■ **TASK TO CARRY OUT**: Because only the text is wanted, repeat the records below exactly and omit the pictures.

■ **SOURCE RECORDS**:
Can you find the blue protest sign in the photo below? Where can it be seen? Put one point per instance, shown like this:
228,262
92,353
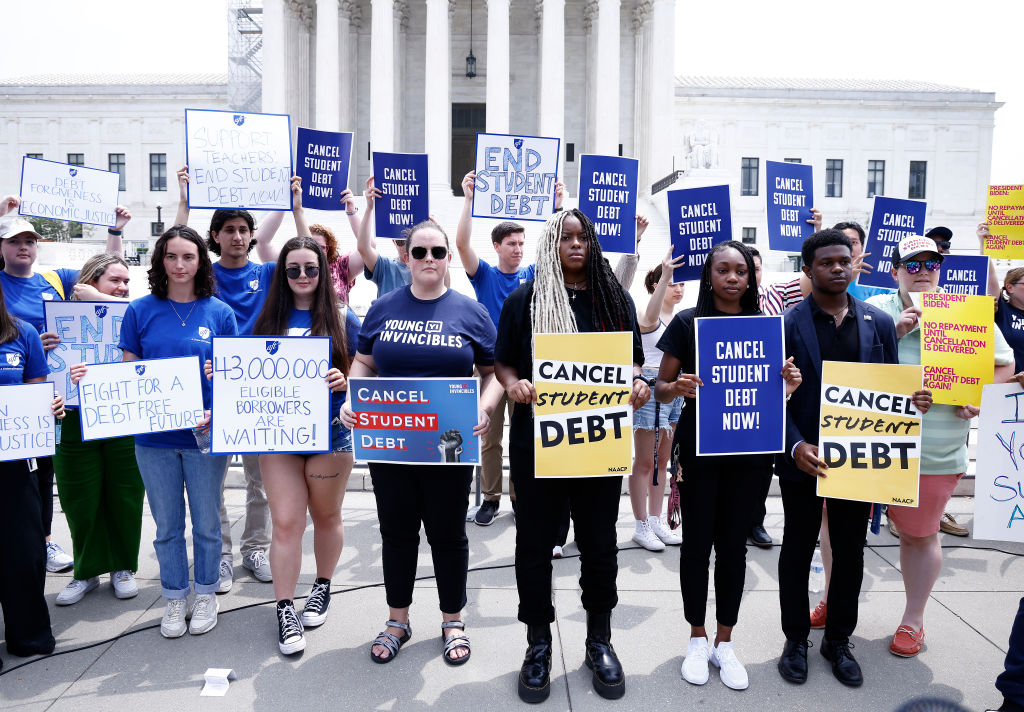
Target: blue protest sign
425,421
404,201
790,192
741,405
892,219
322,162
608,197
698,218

■ **TASK OUTPUT**:
Can you find the blue protest sign in the photo below? Where can it be seen? Put one point per instance, shown like this:
228,262
92,353
Target: blue protest sign
425,421
404,201
790,192
741,405
892,219
322,162
608,197
698,218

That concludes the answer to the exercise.